EXERCISE DIRECTIONS -
For the data below, report the number of lines that contain the string "sample" and nothing else.

MATERIAL PROVIDED -
=== Section Start ===
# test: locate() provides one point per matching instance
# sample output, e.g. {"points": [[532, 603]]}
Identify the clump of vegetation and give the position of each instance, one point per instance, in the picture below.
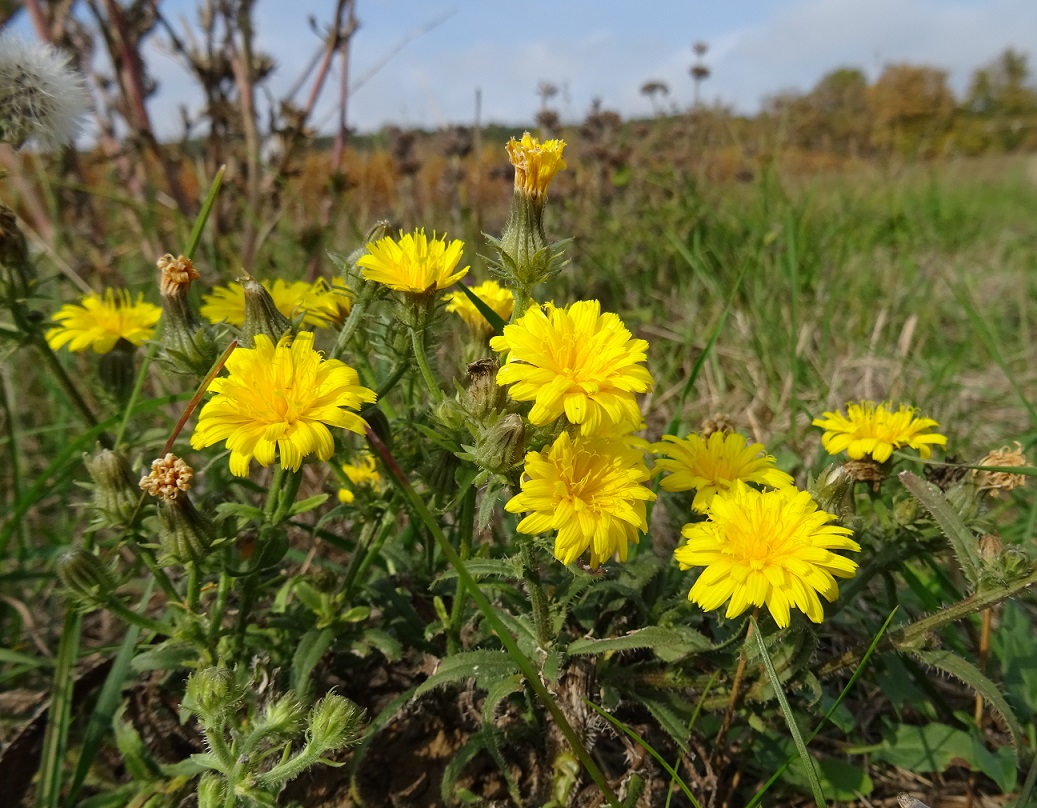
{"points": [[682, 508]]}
=== Section End ===
=== Section Start ===
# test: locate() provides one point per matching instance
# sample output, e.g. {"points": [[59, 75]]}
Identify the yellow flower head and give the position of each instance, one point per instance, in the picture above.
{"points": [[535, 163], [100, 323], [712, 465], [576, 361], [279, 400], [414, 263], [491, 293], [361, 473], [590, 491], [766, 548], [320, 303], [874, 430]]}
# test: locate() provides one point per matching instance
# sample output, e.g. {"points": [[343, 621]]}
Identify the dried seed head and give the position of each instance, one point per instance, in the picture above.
=== Section End ===
RESPONSE BELOW -
3